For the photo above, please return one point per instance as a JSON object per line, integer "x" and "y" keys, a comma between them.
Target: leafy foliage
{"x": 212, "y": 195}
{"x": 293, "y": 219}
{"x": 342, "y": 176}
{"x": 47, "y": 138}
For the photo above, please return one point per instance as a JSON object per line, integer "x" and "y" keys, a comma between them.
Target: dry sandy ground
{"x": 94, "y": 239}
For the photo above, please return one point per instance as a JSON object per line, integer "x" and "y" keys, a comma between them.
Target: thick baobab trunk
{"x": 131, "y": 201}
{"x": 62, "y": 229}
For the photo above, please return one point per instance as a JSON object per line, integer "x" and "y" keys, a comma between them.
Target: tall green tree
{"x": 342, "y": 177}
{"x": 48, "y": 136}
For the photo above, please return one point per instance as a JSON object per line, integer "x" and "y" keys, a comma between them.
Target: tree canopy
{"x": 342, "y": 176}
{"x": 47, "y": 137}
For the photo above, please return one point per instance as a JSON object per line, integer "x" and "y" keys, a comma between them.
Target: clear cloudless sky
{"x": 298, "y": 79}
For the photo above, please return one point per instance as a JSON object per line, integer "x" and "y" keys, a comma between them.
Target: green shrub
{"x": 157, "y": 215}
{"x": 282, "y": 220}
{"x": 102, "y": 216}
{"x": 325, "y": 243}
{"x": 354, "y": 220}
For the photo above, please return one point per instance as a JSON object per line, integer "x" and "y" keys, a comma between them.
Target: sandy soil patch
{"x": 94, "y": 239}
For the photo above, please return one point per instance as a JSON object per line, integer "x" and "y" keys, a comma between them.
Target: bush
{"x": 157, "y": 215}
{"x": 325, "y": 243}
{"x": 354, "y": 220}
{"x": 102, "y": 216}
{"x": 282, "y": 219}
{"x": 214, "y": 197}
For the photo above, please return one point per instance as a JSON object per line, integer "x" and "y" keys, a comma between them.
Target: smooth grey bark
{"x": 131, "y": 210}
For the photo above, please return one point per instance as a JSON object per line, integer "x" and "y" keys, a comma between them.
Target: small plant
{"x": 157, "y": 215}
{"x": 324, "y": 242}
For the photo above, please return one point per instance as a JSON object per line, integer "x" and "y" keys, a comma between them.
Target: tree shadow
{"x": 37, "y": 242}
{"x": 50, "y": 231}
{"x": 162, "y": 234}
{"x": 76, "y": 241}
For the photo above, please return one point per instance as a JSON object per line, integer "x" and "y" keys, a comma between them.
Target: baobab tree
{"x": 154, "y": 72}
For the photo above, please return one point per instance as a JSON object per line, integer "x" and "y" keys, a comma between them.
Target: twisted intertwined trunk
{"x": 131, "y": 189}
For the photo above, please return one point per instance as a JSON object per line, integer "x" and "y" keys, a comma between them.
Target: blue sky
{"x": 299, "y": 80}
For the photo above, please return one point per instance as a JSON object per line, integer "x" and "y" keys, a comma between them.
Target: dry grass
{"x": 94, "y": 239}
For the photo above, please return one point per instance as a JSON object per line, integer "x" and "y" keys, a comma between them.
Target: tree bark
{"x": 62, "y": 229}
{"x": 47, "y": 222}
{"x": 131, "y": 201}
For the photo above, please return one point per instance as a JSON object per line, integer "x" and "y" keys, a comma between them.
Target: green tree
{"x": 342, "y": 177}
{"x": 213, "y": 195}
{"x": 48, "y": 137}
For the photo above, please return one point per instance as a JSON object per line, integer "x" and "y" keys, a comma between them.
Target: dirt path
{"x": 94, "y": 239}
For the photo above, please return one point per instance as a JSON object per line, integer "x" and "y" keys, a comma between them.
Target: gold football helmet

BRIEF:
Please write out the entries above in full, exactly as they read.

ANSWER TO THE EXERCISE:
For the photo above, please return one point per instance as a JSON object per line, integer "x" and "y" keys, a comma between them.
Target: leafy foliage
{"x": 212, "y": 195}
{"x": 293, "y": 219}
{"x": 342, "y": 176}
{"x": 47, "y": 138}
For the photo above, please return one point per instance as a JSON object per line, integer "x" and "y" keys, a comma between them.
Target: dry sandy ground
{"x": 94, "y": 239}
For the photo above, please return one point per instance as a JSON object per line, integer "x" and "y" keys, a comma between them.
Target: thick baobab trunk
{"x": 131, "y": 201}
{"x": 62, "y": 229}
For the photo above, please return one point per instance as a JSON object per line, integer "x" and "y" keys, a comma between them.
Target: tall green tree
{"x": 342, "y": 177}
{"x": 48, "y": 136}
For the photo above, please return one point per instance as a JSON object per line, integer "x" and "y" keys, a comma between them.
Target: tree canopy
{"x": 342, "y": 176}
{"x": 47, "y": 137}
For the photo above, please return one point per instance as a JSON object per line, integer "x" and "y" keys, a comma between them.
Target: clear cloudless sky
{"x": 298, "y": 79}
For the photo above, please return one point per instance as a JSON object per line, integer "x" and "y" keys, a comma between them.
Target: green shrub
{"x": 157, "y": 215}
{"x": 282, "y": 220}
{"x": 102, "y": 216}
{"x": 325, "y": 243}
{"x": 354, "y": 220}
For the photo above, please return one point per instance as a JSON object per line, integer "x" and "y" keys, a comma between them.
Target: sandy soil patch
{"x": 94, "y": 239}
For the photo above, please return one point per instance as a JSON object per line, integer "x" and "y" keys, a comma between them.
Target: bush
{"x": 157, "y": 215}
{"x": 325, "y": 243}
{"x": 354, "y": 220}
{"x": 102, "y": 216}
{"x": 282, "y": 219}
{"x": 214, "y": 197}
For the photo above, please return one point per instance as a JSON object per line, integer "x" and "y" keys, a comma between them.
Target: smooth grey bark
{"x": 131, "y": 210}
For the photo above, please return one point per instance as a JSON object per line, integer "x" and "y" keys, a comma between them.
Target: small plant
{"x": 157, "y": 215}
{"x": 324, "y": 242}
For the photo above, please return one point per instance as a JSON object per line, integer "x" and "y" keys, a comma between them.
Target: tree shadow
{"x": 37, "y": 242}
{"x": 50, "y": 231}
{"x": 162, "y": 234}
{"x": 76, "y": 241}
For the photo above, please return one point per instance as a JSON object per line, integer "x" and "y" keys, a comma between them.
Target: baobab tree
{"x": 154, "y": 72}
For the photo above, please return one point per instance as a JSON object per line, integer "x" and "y" keys, a comma between them.
Target: twisted intertwined trunk
{"x": 131, "y": 189}
For the photo above, please return one point per instance as a JSON object per line, integer "x" and "y" keys, a comma between them.
Target: blue sky
{"x": 299, "y": 80}
For the photo above, please return one point per instance as a JSON object per line, integer "x" and "y" keys, a comma between them.
Target: dry grass
{"x": 94, "y": 239}
For the photo above, please return one point per instance as a JSON object per line, integer "x" and "y" keys, a comma between them.
Target: tree bark
{"x": 62, "y": 229}
{"x": 47, "y": 222}
{"x": 131, "y": 201}
For the photo above, please return one point per instance as a JSON object per line, integer "x" and "y" keys, a comma between them.
Target: green tree
{"x": 342, "y": 177}
{"x": 213, "y": 195}
{"x": 48, "y": 137}
For the photo above, please return one point per instance as a JSON object per line, integer "x" and "y" keys, a comma between them.
Target: dirt path
{"x": 94, "y": 239}
For the photo above, please return one point per instance as a JSON object per line, integer "x" and "y" keys, a comma between them.
Target: gold football helmet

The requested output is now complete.